------ Texte présenté ------

Que les poètes nous ouvrent amicalement une lucarne de leur atelier, l’espace physique ou mental où ils créent : telle est l’ambition de ces résidences virtuelles. La rencontre entre lecteurs et poètes se fait virtuellement autour d’un travail en chantier, autour de réflexions, de difficultés quotidiennes. Tout semble pouvoir entrer dans l’espace de la résidence virtuelle.

 

Patrice Duret a immédiatement aménagé sa résidence en questionnant sa pratique et l’état de la poésie en Suisse romande, en s’interrogeant sur un possible renouvellement, sans pour autant s’installer dans l’improductive tabula rasa:

 

Comment se renouveler ? Ne pas se contenter des sentiments galvaudés, des thèmes ou concepts usés qui enlisent, ankylosent la poésie. Il ne suffit plus d’aligner trois fleurs, deux tourments, un vol de perdrix, une chose vue, un petit déjeuner sur l’herbe – sauf si l’herbe est orange, moulinée par les temps atomiques. […]

On renouvelle, on s’adapte – mais sans omettre, sans détruire la filiation.

------ Extraits de données ------

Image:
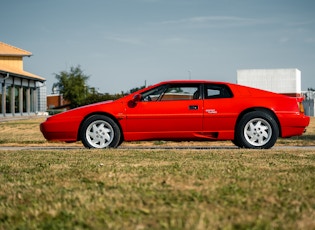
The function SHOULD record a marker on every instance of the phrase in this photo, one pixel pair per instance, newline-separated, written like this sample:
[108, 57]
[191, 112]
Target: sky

------

Consigne —
Répondez aux questions suivantes à partir du texte sur les résidences virtuelles de poètes.
1. Quelle est l'ambition de ces résidences virtuelles ?
2. Dans quelle région Patrice Duret s'interroge-t-il sur l'état de la poésie ?
3. Que ne faut-il pas détruire en se renouvelant, selon la dernière phrase ?

Réponse rédigée —
1. Que les poètes ouvrent amicalement une lucarne de leur atelier, l'espace physique ou mental où ils créent.
2. En Suisse romande.
3. La filiation.